◆ **TASK INPUTS**:

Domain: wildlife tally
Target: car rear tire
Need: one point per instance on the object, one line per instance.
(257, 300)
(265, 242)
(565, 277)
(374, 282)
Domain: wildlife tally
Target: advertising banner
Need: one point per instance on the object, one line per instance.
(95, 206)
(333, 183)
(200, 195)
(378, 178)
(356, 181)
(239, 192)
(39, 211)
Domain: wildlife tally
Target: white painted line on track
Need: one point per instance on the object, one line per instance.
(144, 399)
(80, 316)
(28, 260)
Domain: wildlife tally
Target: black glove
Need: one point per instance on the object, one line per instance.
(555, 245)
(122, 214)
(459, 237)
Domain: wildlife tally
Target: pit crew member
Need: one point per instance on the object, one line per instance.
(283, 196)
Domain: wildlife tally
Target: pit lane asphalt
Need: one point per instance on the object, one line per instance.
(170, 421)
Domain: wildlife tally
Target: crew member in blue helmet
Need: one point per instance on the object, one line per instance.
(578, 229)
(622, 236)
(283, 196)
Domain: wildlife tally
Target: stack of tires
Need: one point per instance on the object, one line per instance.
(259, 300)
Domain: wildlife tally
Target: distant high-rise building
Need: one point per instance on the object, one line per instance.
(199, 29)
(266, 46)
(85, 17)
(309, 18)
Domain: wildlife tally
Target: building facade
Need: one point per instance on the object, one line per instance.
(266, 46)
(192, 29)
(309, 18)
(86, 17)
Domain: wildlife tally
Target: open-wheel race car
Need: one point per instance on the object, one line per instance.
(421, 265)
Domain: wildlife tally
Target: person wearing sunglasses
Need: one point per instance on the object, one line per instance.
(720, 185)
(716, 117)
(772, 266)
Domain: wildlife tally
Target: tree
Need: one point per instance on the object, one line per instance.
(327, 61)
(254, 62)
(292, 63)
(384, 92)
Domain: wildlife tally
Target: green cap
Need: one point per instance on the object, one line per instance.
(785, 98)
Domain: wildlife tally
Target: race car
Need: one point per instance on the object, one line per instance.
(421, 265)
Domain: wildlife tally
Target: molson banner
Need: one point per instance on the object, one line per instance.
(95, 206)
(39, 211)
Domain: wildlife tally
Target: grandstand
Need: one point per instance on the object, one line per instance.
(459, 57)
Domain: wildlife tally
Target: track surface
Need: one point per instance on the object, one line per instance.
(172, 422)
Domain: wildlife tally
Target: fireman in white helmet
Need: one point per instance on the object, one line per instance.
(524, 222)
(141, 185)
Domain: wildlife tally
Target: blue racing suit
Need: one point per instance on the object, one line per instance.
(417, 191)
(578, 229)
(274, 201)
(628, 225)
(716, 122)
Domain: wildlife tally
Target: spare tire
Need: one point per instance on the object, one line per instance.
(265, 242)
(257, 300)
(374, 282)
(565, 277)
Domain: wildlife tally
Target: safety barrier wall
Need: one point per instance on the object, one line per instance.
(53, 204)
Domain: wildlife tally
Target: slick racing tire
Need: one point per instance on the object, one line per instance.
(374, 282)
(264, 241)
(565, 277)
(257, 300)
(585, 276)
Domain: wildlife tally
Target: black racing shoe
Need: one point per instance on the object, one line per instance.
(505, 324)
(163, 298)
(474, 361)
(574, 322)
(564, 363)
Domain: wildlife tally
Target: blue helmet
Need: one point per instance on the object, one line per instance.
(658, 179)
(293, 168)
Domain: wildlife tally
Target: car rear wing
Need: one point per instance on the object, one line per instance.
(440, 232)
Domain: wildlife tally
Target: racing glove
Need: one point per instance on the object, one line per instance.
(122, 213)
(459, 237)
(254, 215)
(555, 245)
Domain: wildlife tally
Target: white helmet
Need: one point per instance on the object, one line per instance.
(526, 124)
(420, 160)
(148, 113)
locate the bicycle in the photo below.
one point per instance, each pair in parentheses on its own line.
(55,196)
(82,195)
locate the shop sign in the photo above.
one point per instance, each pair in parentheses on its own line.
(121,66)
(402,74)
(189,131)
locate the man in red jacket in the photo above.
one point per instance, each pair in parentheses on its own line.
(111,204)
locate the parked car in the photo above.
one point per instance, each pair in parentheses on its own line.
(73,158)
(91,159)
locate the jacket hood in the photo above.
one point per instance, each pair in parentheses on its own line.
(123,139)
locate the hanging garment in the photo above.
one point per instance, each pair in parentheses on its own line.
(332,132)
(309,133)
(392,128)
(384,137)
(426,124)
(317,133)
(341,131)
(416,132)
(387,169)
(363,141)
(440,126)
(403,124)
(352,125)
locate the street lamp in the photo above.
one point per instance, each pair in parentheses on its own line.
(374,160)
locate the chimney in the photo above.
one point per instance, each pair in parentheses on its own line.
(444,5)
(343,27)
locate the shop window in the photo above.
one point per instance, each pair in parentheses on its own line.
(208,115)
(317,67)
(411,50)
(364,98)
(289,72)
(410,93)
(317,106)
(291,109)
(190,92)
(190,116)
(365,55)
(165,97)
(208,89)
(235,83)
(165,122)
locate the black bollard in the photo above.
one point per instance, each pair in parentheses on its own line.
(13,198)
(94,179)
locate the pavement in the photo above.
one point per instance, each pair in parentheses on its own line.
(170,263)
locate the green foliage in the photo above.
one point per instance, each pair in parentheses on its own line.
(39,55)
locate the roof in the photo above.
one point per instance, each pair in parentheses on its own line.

◆ **WHAT YOU SHOULD DO**:
Retype every record above exactly as written.

◆ **RESULT**:
Domain: wildlife tally
Target: car rear tire
Need: one point per instance on the object, one line per instance.
(257, 300)
(265, 242)
(565, 277)
(374, 282)
Domain: wildlife tally
Target: advertising banner
Need: one point per instance on the object, one line per instance.
(95, 206)
(333, 183)
(200, 195)
(378, 178)
(356, 181)
(239, 192)
(39, 211)
Domain: wildlife tally
Target: white painted line on track
Need: one point per instance on the object, one line per instance.
(144, 399)
(80, 316)
(28, 260)
Domain: wildlife tally
Target: black glove
Need: one point per instance on the object, one line per instance.
(555, 245)
(122, 214)
(459, 237)
Domain: wildlife tally
Target: pit crew member
Need: one point per instance on the object, one line per instance.
(283, 196)
Domain: wildlife tally
Target: pit lane asphalt
Need: one point per instance on the object, one line per instance.
(170, 421)
Domain: wildlife tally
Target: crew member in blue helmet
Need: one point per instance on the object, one line per instance.
(578, 229)
(622, 236)
(283, 196)
Domain: wildlife tally
Target: stack of tires
Need: one point per instance on the object, one line per instance.
(259, 300)
Domain: wildlife tally
Target: distant high-rise building
Need: one point per instance on the object, one line per instance.
(199, 29)
(266, 46)
(85, 17)
(309, 18)
Domain: wildlife tally
Target: building facade
Need: one point per instance on the object, one line per instance.
(266, 46)
(192, 29)
(309, 18)
(86, 17)
Domain: wildlife tally
Target: open-wheel race car
Need: one point per instance on the object, one line per instance.
(421, 265)
Domain: wildlife tally
Target: person wearing sunglasses
Need: one point per instance on the object, one line per instance.
(720, 185)
(716, 117)
(772, 266)
Domain: wildlife tally
Target: tree
Need: one point per instance on the object, one line per instance.
(327, 61)
(254, 62)
(292, 63)
(384, 92)
Domain: wildlife tally
Target: green cap
Need: one point per instance on the object, one line per instance.
(785, 98)
Domain: wildlife tally
Target: race car
Need: one point per instance on the object, one line per instance.
(421, 265)
Domain: wildlife tally
Target: molson banner
Need: one point per instance on the object, one line per instance.
(95, 206)
(39, 211)
Domain: wildlife tally
Target: grandstand
Need: one point per instance on the object, one line per instance.
(459, 57)
Domain: wildlife tally
Target: track surface
Need: one point per instance on the object, one line per instance.
(172, 422)
Domain: wildlife tally
Target: fireman in white helmet
Need: one point per instance on the object, one line per instance.
(524, 222)
(141, 185)
Domain: wildlife tally
Target: blue racing suit
Need: one point per instance on the object, one line per instance.
(417, 191)
(578, 229)
(274, 201)
(628, 225)
(716, 122)
Domain: wildlife tally
Target: spare tire
Need: one point per instance on the object, one line per instance.
(265, 242)
(257, 300)
(374, 282)
(565, 277)
Domain: wildlife tally
Target: safety barrier wall
Need: one point per instance on the object, one line per instance.
(53, 204)
Domain: wildlife tally
Target: slick racing tire
Need: one point per instance on the object, one line per instance.
(374, 282)
(264, 241)
(565, 277)
(257, 300)
(585, 276)
Domain: wildlife tally
Target: black racing shoe
Need: one point per instance on the object, one line per instance.
(505, 324)
(163, 298)
(474, 361)
(574, 322)
(564, 363)
Domain: wildlife tally
Target: blue helmet
Need: one point per instance on the object, one line per instance.
(658, 179)
(293, 168)
Domain: wildlife tally
Target: car rear wing
Need: one point per instance on the object, one line per instance.
(440, 232)
Domain: wildlife tally
Target: racing glove
Need: one point per instance on the object, one line per instance.
(122, 213)
(459, 237)
(254, 215)
(555, 245)
Domain: wildlife tally
Target: white helmet
Need: one point per instance on the object, one line per instance.
(526, 124)
(420, 160)
(148, 113)
locate the bicycle in the photo below.
one point per instance, each pair in parentheses on its own line.
(55,196)
(82,195)
locate the shop sign in the photo above.
one point per instance, each pair in parentheses on its own line.
(121,66)
(402,74)
(189,131)
locate the man in red jacket in the photo above.
one point per instance, each pair in parentheses on its own line.
(111,204)
locate the parked car in the photo above.
one point per instance, each pair in parentheses on its own line.
(73,158)
(91,159)
locate the jacket hood in the photo above.
one point per instance, each pair in parentheses on its own line.
(123,139)
locate the hanging garment in the photo above.
one point per instance, each pair in parentheses on its own line.
(332,132)
(309,133)
(392,128)
(384,137)
(426,124)
(317,133)
(341,131)
(416,132)
(387,169)
(363,141)
(440,126)
(403,124)
(352,125)
locate the street lamp in the photo above.
one point per instance, each pair in parentheses on its own line.
(374,160)
locate the chimney in the photo above.
one point per instance, each pair in parentheses on its own line.
(444,5)
(343,27)
locate the shop window in the photo above.
one point per instance, each pair in parentheses on its own line.
(208,115)
(317,67)
(411,50)
(364,98)
(289,72)
(410,93)
(317,106)
(291,109)
(190,92)
(190,116)
(365,55)
(165,97)
(208,89)
(235,83)
(165,122)
locate the black bollard in the photo above.
one point per instance, each pair in parentheses on its own line.
(13,198)
(94,179)
locate the pavement in the photo above.
one point per instance, each pair in parentheses on its own line.
(170,263)
locate the green foliage in the photo above.
one point per instance, each pair in parentheses on its own line.
(39,55)
locate the roof in the photo above.
one point per instance, each pair in parentheses on its own line.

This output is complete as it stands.